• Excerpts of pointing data
#####

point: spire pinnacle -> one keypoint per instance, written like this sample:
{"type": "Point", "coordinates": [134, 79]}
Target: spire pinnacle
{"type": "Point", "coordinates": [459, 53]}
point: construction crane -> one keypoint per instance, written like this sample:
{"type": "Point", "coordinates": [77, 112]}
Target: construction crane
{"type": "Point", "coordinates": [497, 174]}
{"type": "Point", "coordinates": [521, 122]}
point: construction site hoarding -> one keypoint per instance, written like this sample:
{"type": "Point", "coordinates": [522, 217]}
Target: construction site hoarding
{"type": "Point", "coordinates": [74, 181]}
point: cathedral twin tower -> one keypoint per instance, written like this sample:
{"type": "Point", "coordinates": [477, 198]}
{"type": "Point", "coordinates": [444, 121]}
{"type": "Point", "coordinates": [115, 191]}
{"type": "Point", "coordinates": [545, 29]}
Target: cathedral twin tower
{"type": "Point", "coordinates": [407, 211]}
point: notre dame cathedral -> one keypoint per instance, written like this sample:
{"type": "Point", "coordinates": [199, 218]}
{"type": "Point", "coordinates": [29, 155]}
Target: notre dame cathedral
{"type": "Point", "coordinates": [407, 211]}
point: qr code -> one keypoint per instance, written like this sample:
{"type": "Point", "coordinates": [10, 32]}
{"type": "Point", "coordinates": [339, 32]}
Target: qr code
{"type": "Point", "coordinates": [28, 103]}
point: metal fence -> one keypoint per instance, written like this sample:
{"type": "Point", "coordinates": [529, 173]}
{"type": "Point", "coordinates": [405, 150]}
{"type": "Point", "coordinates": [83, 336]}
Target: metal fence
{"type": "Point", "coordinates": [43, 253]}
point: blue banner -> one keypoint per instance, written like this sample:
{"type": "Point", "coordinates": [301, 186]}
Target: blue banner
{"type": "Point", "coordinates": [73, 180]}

#####

• Problem statement
Transcribe the material above in its entirety. Match it exactly.

• Result
point: spire pinnacle -> one keypoint per instance, written like this sample:
{"type": "Point", "coordinates": [134, 79]}
Target: spire pinnacle
{"type": "Point", "coordinates": [459, 53]}
point: construction crane -> one keypoint per instance, written like this sample:
{"type": "Point", "coordinates": [77, 112]}
Target: construction crane
{"type": "Point", "coordinates": [497, 174]}
{"type": "Point", "coordinates": [521, 122]}
point: construction site hoarding -> one keypoint per instance, written like this sample:
{"type": "Point", "coordinates": [522, 217]}
Target: construction site hoarding
{"type": "Point", "coordinates": [74, 181]}
point: cathedral twin tower -> one keypoint per instance, written like this sample:
{"type": "Point", "coordinates": [477, 198]}
{"type": "Point", "coordinates": [444, 121]}
{"type": "Point", "coordinates": [115, 191]}
{"type": "Point", "coordinates": [545, 29]}
Target: cathedral twin tower
{"type": "Point", "coordinates": [407, 211]}
point: notre dame cathedral -> one keypoint per instance, written like this sample:
{"type": "Point", "coordinates": [199, 218]}
{"type": "Point", "coordinates": [29, 155]}
Target: notre dame cathedral
{"type": "Point", "coordinates": [407, 211]}
point: qr code -> one keypoint per instance, written like this sample:
{"type": "Point", "coordinates": [10, 32]}
{"type": "Point", "coordinates": [339, 32]}
Target: qr code
{"type": "Point", "coordinates": [28, 103]}
point: metal fence -> one keypoint per instance, written like this sample:
{"type": "Point", "coordinates": [529, 173]}
{"type": "Point", "coordinates": [405, 150]}
{"type": "Point", "coordinates": [83, 336]}
Target: metal fence
{"type": "Point", "coordinates": [43, 253]}
point: blue banner -> one keypoint per instance, written like this sample:
{"type": "Point", "coordinates": [301, 186]}
Target: blue banner
{"type": "Point", "coordinates": [73, 180]}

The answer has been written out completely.